Text segment »
Colorado report names nine more priests accused of abusing minors decades ago
By Julie Asher
Catholic News Service via Catholic Philly
December 04, 2020
|Colorado Bishops Michael J. Sheridan of Colorado Springs and Stephen J. Berg of Pueblo and Archbishop Samuel J. Aquila of Denver are pictured in a combination photo.|
Photo by Paul Haring
New findings in an investigation into clergy sex abuse in Colorado’s Catholic dioceses show substantiated claims that an additional nine Catholic priests abused minors decades ago.
Released Dec. 1, the findings are in a supplemental report from the lead investigator, former U.S. Attorney Bob Troyer, who continued to look into cases as more survivors came forward after the release of his initial report in October 2019.

Challenges »
1. Answer these questions using the article on the Colorado clergy abuse report:
(a) Who took the photo?
(b) On what date were the new findings released?
(c) When was the initial report released?
2. Copy the article on the Colorado clergy abuse report from "Colorado report names" to "in October 2019.".
3. Carry on the article on the Colorado clergy abuse report from its last sentence.

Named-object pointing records
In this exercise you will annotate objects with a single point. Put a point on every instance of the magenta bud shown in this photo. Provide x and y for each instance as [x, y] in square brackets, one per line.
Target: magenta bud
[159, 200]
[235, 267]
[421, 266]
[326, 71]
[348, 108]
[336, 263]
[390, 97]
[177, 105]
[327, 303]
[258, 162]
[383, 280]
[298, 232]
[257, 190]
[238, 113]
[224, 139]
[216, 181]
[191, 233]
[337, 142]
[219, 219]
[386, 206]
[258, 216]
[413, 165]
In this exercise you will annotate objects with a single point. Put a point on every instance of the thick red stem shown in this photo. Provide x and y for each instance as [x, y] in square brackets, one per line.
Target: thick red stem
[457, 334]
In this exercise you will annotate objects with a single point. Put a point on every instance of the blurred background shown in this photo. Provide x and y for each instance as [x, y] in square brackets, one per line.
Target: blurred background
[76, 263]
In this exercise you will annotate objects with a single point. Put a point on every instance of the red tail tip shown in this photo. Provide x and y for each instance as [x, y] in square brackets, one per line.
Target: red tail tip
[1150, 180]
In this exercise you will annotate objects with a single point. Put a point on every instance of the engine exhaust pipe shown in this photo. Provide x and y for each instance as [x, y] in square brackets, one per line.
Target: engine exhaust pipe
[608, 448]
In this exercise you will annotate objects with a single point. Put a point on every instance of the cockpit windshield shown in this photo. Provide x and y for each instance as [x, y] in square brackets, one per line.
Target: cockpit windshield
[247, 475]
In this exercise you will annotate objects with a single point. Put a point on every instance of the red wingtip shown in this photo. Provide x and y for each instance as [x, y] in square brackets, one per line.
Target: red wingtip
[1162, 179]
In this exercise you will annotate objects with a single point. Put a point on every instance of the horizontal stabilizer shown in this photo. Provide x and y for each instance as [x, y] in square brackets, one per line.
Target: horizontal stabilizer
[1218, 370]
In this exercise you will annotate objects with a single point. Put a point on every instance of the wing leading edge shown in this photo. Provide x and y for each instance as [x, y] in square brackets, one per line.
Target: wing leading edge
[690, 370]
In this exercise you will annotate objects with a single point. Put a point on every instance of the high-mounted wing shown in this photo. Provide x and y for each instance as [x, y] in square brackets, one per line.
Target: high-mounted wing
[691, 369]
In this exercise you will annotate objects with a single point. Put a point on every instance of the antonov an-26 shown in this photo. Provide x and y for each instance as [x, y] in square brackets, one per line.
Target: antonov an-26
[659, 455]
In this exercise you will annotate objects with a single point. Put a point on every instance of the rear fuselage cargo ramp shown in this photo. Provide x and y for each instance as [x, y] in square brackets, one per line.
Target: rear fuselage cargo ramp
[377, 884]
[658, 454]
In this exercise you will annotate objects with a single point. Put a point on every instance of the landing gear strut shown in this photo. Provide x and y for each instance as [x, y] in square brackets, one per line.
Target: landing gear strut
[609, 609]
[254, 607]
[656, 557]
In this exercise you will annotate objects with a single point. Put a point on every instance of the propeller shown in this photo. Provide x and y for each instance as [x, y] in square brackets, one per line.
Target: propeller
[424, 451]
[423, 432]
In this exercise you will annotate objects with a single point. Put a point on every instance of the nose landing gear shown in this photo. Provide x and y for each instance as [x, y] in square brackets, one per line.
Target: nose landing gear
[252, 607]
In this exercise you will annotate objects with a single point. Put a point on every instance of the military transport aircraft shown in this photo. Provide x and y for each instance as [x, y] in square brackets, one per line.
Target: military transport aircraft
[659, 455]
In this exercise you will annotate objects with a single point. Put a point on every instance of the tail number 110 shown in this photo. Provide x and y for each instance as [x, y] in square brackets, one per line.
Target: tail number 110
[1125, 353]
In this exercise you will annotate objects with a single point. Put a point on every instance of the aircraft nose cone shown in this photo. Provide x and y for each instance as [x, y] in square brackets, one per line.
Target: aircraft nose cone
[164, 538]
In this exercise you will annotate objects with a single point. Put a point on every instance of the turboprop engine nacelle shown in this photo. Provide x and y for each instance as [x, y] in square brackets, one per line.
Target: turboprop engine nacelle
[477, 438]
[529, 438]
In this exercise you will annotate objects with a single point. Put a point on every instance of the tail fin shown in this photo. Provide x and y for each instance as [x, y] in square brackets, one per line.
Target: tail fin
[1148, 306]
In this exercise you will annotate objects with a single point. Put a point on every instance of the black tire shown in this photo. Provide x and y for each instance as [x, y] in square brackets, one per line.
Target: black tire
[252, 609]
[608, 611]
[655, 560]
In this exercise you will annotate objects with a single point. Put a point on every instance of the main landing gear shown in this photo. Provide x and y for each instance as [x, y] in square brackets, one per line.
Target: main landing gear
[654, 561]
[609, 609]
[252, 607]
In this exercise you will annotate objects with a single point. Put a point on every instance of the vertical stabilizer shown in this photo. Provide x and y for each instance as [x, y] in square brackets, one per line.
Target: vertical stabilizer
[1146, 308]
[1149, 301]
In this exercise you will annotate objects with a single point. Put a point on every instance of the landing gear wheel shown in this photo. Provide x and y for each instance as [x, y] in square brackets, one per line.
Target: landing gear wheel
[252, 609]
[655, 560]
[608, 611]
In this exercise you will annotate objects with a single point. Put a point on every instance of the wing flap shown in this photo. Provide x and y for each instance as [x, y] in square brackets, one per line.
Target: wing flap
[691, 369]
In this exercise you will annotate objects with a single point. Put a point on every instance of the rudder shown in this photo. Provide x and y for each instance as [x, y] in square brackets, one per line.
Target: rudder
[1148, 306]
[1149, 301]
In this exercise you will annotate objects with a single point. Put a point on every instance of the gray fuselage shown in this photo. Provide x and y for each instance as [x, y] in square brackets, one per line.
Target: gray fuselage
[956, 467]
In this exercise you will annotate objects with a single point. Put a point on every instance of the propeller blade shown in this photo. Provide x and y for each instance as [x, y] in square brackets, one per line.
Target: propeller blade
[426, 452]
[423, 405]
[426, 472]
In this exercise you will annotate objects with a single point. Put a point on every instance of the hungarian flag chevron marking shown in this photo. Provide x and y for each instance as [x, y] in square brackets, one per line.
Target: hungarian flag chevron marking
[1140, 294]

Answers for the tasks »
1.
(a) Paul Haring
(b) Dec. 1
(c) October 2019

2.
Colorado report names nine more priests accused of abusing minors decades ago
By Julie Asher
Catholic News Service via Catholic Philly
December 04, 2020
|Colorado Bishops Michael J. Sheridan of Colorado Springs and Stephen J. Berg of Pueblo and Archbishop Samuel J. Aquila of Denver are pictured in a combination photo.|
Photo by Paul Haring
New findings in an investigation into clergy sex abuse in Colorado’s Catholic dioceses show substantiated claims that an additional nine Catholic priests abused minors decades ago.
Released Dec. 1, the findings are in a supplemental report from the lead investigator, former U.S. Attorney Bob Troyer, who continued to look into cases as more survivors came forward after the release of his initial report in October 2019.

3.
“Importantly, the additional substantiated allegations continue to fit the same historical pattern from the first report,” Denver Archbishop Samuel J. Aquila said in a statement. “Over 85% of the incidents occurred more than 40 years ago during the 1950s, 1960s and 1970s, and none of the substantiated incidents occurred in the last 20 years.”
“There are also no substantiated allegations against any current priest in active ministry,” he emphasized.
One of the nine newly identified priests is the late Father Charles “C.B.” Woodrich. Known to most as “Father Woody,” the popular pastor of Holy Ghost Church in downtown Denver was a leader in outreach to the homeless in the late 1970s and early 1980s.
For 15 years, from 1972 to 1987, he also was associate publisher and editor of the Denver Catholic Register, which was the archdiocesan weekly newspaper.
On Oct. 23, 2019, a report on the findings of an independent review of clergy abuse cases in Colorado’s three Catholic dioceses from 1950 to 2019 showed that 166 children were abused by 43 priests statewide.
It found that at least 127 children were victimized by 22 priests in the Denver Archdiocese; at least 36 children were victimized by 19 priests in the Pueblo Diocese; and at least three children were victimized by two priests in the Colorado Springs Diocese.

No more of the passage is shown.